▸ **OBJETIVO DEL EJERCICIO**
Resuma en forma de lista el párrafo del texto sobre la desigualdad global que comienza con «El mismo día, la OMS», conservando sus datos principales.

▸ **TEXTO PROPORCIONADO**
▬▬▬▬▬▬

Antonio Sánchez González.
Médico.
En enero de 2015, Oxfam –la agrupación de organizaciones no gubernamentales que luchan contra la pobreza en el mundo- publicó un informe que muestra las cifras de la desigualdad global, alarmantemente altas y con tendencia a empeorar: el 1% de la población mundial tiene más riqueza que el 99% restante. Esta tendencia no sólo preocupante desde el punto de vista de la igualdad social, también representa un peligro para casi todos los aspectos del desarrollo humano y social y es una amenaza seria para la democracia, la educación y la salud individual de la gente en el planeta.
El mismo día, la OMS lanzó un llamado a los gobiernos del mundo para combatir la epidemia de enfermedades degenerativas, como la diabetes, obesidad, cáncer y cardiopatías, causantes de unas 38 millones de muertes en 2012, 42% de ellas prematuras y evitables si se abordan con políticas y sistemas de salud responsables. Aunque aparentemente no relacionados, estos dos eventos son reflejo del mismo reto mundial: las desigualdades en la distribución global del poder y la riqueza, y del acceso a los mecanismos de desarrollo humano: educación, empleo, salud y a la vida misma.

▬▬▬▬▬▬

▸ **DATOS REGISTRADOS**

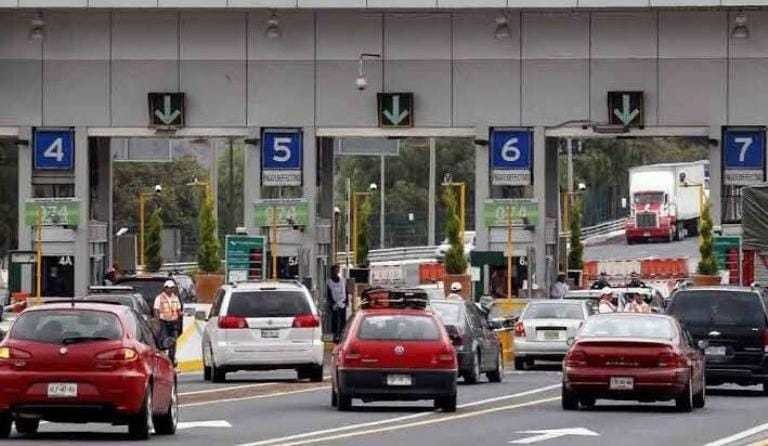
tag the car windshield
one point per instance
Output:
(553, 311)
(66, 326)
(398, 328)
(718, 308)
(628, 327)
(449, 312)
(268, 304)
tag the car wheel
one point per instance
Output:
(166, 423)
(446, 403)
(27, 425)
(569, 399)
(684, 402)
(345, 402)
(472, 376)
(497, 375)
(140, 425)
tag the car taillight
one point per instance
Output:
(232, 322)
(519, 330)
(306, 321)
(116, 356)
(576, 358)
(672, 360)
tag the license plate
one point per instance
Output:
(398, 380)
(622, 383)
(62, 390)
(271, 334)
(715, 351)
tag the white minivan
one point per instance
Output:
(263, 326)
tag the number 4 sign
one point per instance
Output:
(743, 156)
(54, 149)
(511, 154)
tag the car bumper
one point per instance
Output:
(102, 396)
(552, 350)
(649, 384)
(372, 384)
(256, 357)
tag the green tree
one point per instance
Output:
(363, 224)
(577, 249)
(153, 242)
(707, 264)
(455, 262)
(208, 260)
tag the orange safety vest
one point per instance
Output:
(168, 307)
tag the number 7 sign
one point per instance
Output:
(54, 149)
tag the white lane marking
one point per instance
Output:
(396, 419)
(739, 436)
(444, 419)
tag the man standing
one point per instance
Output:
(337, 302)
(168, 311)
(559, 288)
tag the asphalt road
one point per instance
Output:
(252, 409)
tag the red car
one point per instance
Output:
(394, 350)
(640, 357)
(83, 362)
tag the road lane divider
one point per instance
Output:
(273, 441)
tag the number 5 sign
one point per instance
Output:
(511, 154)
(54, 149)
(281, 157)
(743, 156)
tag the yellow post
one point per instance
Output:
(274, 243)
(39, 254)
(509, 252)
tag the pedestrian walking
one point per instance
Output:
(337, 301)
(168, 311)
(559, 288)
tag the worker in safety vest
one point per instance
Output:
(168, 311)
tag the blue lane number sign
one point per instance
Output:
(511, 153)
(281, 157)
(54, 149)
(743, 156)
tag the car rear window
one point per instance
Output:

▬▬▬▬▬▬

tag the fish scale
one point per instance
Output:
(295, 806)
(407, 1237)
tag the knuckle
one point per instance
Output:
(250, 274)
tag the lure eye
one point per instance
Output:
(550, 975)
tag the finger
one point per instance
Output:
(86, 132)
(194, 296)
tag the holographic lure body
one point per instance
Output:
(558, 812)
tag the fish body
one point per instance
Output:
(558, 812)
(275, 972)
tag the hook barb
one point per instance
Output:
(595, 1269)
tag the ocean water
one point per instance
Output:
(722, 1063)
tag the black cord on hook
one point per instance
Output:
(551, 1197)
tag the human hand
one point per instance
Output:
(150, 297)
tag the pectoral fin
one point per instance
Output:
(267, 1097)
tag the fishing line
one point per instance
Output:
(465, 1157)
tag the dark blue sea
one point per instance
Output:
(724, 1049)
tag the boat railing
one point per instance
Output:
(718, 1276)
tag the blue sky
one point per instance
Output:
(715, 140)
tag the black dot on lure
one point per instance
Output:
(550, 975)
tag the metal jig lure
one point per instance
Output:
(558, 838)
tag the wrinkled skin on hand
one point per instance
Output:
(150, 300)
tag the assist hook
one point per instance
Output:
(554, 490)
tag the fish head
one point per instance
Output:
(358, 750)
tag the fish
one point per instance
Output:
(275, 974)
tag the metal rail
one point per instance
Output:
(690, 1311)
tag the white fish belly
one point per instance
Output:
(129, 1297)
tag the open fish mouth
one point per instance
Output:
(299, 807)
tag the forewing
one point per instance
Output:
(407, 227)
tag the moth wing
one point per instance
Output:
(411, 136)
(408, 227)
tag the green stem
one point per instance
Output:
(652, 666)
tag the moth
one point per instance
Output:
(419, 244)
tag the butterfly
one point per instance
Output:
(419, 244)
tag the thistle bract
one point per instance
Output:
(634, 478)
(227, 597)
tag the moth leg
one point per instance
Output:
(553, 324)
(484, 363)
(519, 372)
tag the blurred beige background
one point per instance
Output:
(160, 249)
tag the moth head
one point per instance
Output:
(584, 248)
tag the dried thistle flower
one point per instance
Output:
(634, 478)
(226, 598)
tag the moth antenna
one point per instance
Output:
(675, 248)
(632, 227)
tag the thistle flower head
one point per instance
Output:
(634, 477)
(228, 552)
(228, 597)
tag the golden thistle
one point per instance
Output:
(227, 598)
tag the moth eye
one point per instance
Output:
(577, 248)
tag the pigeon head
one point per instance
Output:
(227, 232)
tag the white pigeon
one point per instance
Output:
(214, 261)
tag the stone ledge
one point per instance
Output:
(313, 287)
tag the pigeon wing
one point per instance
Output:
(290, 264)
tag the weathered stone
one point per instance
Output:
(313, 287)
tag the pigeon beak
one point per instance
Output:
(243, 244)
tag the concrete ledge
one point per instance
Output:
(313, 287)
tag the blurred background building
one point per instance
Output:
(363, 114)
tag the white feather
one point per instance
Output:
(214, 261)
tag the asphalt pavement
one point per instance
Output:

▬▬▬▬▬▬

▸ **TAREA RESUELTA**
- El mismo día en que Oxfam publicó su informe, la OMS pidió a los gobiernos del mundo combatir la epidemia de enfermedades degenerativas (diabetes, obesidad, cáncer y cardiopatías).
- Estas enfermedades causaron alrededor de 38 millones de muertes en 2012. El 42 % de ellas fueron prematuras y evitables con políticas y sistemas de salud responsables.
- Ambos eventos reflejan un mismo reto mundial: la desigual distribución del poder y la riqueza, y del acceso a la educación, el empleo, la salud y la vida misma.